Add 141 to every coordinate in the answers and write out again the stretch from the line containing "[outline] utility pole" through the line containing "[[[19,4],[24,6],[24,40],[27,40],[26,6],[30,5],[30,0],[19,0]]]", requests included. Leave the pictures out.

Contour labeling records

═══

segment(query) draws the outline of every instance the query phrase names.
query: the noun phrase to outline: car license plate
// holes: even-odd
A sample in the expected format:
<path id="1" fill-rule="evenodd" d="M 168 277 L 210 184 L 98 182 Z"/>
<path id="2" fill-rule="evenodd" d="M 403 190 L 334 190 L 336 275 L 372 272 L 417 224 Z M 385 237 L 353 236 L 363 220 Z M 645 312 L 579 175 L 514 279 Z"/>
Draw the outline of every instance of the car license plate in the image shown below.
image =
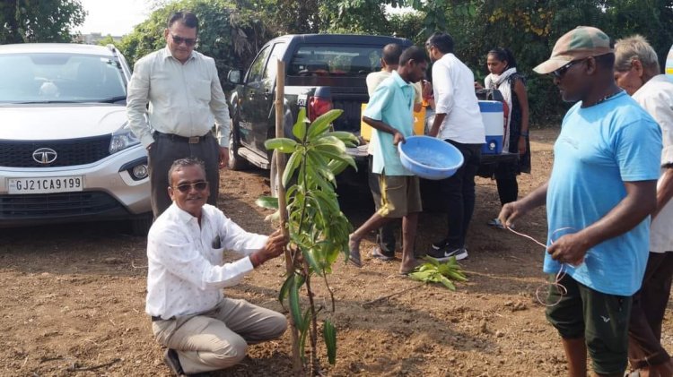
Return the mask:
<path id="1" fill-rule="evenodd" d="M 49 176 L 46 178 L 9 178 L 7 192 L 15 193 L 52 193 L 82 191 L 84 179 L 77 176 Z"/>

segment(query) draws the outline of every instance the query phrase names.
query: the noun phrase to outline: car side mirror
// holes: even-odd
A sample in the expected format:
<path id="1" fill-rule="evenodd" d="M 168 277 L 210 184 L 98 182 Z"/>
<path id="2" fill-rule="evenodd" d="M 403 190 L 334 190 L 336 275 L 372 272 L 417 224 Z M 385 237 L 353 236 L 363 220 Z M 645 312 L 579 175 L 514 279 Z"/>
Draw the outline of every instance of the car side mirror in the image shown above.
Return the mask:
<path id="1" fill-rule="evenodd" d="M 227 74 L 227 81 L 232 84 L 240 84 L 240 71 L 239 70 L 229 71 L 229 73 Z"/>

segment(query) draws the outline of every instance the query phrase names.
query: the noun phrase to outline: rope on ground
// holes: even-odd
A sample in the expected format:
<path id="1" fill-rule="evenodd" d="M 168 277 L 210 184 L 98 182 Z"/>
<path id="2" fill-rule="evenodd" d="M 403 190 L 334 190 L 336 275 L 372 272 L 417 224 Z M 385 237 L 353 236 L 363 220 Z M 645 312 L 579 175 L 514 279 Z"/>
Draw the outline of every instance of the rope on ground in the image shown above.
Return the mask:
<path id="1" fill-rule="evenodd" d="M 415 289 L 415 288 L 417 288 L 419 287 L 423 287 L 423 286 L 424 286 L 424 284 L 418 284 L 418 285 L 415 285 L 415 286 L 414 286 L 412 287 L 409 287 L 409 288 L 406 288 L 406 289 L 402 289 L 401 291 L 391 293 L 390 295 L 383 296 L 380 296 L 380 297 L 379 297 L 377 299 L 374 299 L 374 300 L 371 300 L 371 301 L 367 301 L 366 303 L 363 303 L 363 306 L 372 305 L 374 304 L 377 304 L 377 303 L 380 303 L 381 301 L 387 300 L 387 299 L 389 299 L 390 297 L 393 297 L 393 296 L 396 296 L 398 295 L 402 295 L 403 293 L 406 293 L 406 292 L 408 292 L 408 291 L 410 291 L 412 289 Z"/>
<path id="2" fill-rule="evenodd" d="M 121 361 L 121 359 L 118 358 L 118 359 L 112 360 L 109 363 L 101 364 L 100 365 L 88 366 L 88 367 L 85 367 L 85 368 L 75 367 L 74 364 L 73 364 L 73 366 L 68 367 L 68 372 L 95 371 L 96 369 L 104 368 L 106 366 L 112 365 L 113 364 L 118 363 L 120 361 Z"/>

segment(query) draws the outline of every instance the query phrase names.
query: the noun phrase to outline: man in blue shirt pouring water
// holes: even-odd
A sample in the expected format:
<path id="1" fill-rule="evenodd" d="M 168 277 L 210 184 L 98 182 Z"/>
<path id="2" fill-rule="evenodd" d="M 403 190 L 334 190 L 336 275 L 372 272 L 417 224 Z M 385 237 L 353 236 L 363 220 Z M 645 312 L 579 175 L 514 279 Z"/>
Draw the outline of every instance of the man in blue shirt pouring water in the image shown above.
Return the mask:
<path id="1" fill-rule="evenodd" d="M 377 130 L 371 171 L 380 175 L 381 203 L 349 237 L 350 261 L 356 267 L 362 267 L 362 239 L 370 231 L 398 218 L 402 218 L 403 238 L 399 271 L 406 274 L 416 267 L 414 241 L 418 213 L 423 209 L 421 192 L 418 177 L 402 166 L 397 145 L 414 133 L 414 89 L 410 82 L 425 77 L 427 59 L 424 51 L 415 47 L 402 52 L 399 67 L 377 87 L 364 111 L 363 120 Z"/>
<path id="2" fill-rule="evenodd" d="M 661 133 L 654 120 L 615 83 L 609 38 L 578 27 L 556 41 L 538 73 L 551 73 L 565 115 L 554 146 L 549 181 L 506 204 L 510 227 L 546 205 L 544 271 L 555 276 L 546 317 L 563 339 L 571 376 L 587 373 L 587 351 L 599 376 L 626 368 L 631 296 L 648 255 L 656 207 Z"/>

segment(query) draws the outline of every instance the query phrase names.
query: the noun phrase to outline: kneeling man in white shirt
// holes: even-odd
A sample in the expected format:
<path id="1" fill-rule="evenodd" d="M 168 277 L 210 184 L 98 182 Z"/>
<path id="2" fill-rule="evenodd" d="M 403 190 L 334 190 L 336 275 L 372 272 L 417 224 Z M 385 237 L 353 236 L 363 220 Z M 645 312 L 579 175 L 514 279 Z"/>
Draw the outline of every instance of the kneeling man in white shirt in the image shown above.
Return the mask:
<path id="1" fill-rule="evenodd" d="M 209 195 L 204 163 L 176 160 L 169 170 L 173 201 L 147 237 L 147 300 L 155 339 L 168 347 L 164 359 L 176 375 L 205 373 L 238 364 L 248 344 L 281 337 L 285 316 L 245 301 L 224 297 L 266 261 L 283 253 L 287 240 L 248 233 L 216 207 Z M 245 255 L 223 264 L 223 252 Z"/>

═══

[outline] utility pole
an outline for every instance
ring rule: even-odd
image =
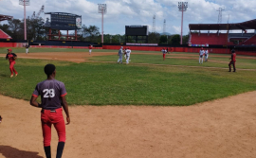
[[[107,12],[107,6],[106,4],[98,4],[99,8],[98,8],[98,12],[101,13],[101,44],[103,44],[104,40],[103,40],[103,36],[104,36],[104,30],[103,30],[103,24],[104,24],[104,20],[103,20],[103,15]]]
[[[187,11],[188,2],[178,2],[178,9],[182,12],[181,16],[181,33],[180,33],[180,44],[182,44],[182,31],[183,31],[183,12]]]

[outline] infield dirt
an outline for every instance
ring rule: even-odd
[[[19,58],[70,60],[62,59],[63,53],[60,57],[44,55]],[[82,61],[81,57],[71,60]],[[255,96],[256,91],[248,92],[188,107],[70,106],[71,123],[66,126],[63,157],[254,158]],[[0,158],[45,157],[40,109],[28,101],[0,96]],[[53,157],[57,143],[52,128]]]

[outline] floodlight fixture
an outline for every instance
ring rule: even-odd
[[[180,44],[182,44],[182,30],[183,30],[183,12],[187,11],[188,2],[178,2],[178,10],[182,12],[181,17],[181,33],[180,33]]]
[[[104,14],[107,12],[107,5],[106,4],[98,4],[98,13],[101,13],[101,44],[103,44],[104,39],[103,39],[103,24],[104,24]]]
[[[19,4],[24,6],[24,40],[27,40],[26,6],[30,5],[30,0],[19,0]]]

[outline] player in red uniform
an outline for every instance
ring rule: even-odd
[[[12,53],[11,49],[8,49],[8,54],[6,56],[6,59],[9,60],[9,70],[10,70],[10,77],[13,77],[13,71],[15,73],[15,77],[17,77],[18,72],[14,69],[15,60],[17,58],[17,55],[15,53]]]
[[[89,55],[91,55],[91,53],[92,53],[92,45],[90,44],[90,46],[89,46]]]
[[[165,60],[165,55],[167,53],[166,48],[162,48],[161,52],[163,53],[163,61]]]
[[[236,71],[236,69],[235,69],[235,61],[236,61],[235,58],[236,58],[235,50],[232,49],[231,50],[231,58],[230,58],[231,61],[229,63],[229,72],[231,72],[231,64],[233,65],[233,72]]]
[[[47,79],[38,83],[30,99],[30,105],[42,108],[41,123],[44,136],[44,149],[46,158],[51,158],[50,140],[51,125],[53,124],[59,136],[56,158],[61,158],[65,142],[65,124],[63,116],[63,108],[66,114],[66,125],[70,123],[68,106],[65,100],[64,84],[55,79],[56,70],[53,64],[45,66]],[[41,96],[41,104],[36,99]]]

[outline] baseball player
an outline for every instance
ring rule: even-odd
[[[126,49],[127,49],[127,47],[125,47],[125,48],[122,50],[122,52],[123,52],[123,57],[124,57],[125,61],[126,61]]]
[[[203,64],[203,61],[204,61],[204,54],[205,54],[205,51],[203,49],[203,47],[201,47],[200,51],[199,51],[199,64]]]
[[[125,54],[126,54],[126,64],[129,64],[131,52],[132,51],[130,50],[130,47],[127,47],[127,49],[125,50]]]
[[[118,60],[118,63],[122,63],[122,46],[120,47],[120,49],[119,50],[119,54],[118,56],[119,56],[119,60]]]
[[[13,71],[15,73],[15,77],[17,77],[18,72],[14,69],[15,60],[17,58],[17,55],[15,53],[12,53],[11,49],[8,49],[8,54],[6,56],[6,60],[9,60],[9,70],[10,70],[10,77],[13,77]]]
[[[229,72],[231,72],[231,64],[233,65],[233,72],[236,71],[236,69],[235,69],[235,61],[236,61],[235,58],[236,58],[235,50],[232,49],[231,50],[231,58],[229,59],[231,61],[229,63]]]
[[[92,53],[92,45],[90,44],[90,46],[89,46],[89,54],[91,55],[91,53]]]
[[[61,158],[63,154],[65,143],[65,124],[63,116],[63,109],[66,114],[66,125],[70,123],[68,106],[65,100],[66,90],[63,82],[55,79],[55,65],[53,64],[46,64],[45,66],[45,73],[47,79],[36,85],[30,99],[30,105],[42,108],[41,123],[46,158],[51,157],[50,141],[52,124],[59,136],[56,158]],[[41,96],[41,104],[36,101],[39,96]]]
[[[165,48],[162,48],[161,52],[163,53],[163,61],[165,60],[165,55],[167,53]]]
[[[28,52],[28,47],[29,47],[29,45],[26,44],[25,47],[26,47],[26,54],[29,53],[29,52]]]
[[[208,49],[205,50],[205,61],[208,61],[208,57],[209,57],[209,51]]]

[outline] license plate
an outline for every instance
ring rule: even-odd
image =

═══

### OUTPUT OF THE TASK
[outline] utility pole
an outline for every instance
ring rule: even-odd
image =
[[[248,153],[248,147],[247,145],[239,145],[240,149],[239,149],[239,153],[242,154],[242,185],[244,185],[245,181],[244,181],[244,177],[245,177],[245,171],[244,171],[244,165],[245,165],[245,161],[244,161],[244,156]]]
[[[328,152],[329,143],[319,143],[319,150],[323,153],[322,157],[322,174],[321,174],[321,185],[323,185],[323,172],[324,172],[324,153]]]

[outline] infield dirt
an outline for every instance
ring rule: even-odd
[[[160,199],[211,201],[203,200],[204,194],[201,198],[185,196]],[[223,202],[222,198],[212,201]],[[396,237],[397,232],[389,233],[329,248],[211,247],[212,264],[207,267],[204,298],[395,299]],[[141,299],[186,298],[181,250],[169,242],[141,237]],[[194,298],[198,284],[193,269]]]

[outline] floodlight fixture
an outline for every instance
ring rule: even-odd
[[[321,185],[323,185],[323,171],[324,171],[324,153],[328,152],[329,143],[319,143],[319,151],[323,153],[322,158],[322,174],[321,174]]]
[[[245,155],[248,153],[248,146],[247,145],[239,145],[239,154],[242,154],[242,185],[244,185],[245,180],[244,180],[244,165],[245,165]]]
[[[160,145],[165,147],[165,181],[168,181],[167,147],[171,146],[171,141],[160,141]]]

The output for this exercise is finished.